Question

If value of \[{\left( {r\cos \theta - \sqrt 3 } \right)^2} + {\left( {r\sin \theta - 1} \right)^2} = 0\] then \[\dfrac{{r\tan \theta + \sec \theta }}{{r\sec \theta + \tan }} = ?\]

Answer 1

Hint: We need to find the value of the given expression. We will equate both terms inside the bracket with zero to obtain the value of \[\tan \theta \] from there. We will then find the value of \[\sec \theta \]. We will then substitute their values in the expression whose value we need to find. From there, we will get the value of the given expression.

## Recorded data
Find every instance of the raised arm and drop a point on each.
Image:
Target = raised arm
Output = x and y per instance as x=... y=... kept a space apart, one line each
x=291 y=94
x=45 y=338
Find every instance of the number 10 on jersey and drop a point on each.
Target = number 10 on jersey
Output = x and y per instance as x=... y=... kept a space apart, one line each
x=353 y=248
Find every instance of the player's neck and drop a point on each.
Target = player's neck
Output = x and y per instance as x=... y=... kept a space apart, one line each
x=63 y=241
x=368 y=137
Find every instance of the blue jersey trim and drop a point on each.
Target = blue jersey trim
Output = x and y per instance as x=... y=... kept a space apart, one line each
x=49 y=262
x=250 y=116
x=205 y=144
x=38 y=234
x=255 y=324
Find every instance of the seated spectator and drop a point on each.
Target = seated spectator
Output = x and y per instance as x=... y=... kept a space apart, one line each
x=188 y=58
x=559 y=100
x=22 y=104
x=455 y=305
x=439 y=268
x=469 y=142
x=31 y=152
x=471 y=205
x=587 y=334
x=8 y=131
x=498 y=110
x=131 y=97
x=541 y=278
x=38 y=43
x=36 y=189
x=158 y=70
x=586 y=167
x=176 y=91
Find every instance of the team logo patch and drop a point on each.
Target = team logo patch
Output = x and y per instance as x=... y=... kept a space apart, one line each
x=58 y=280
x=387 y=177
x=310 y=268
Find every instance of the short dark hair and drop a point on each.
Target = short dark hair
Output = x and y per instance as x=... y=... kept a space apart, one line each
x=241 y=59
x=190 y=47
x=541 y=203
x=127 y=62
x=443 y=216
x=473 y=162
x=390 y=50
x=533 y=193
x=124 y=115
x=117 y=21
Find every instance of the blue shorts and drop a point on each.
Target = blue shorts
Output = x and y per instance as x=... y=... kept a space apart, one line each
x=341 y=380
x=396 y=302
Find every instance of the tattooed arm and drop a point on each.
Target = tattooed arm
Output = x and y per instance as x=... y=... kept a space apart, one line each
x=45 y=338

## REQUIREMENTS
#1 Rewrite the trigonometry solution from "Hint: We need" to "get the value of the given expression.", swapping "expression" for "quantity".
#2 Extend the trigonometry solution past its final sentence.

## SET OF ANSWERS
#1
Hint: We need to find the value of the given quantity. We will equate both terms inside the bracket with zero to obtain the value of \[\tan \theta \] from there. We will then find the value of \[\sec \theta \]. We will then substitute their values in the quantity whose value we need to find. From there, we will get the value of the given quantity.

#2
Complete step-by-step answer:
It is given that,
\[{\left( {r\cos \theta - \sqrt 3 } \right)^2} + {\left( {r\sin \theta - 1} \right)^2} = 0\]
This is the sum of two positive terms as the square of any term is positive. This is possible only when
$\Rightarrow$ \[{\left( {r\cos \theta - \sqrt 3 } \right)^2} = 0\] and \[{\left( {r\sin \theta - 1} \right)^2} = 0\].
Now solving each term individually, we get
$\Rightarrow$ \[{\left( {r\cos \theta - \sqrt 3 } \right)^2} = 0\]
Taking square root on both sides, we get
\[\Rightarrow \sqrt {{{\left( {r\cos \theta - \sqrt 3 } \right)}^2}} = \sqrt 0 \\\Rightarrow r\cos \theta - \sqrt 3 = 0\]
Adding \[\sqrt 3 \] on both sides, we get
$\Rightarrow$ \[r\cos \theta - \sqrt 3 + \sqrt 3 = 0 + \sqrt 3 \]
$\Rightarrow$ \[r\cos \theta = \sqrt 3 \]……………….\[\left( 1 \right)\]
Now, we will evaluate \[{\left( {r\sin \theta - 1} \right)^2} = 0\].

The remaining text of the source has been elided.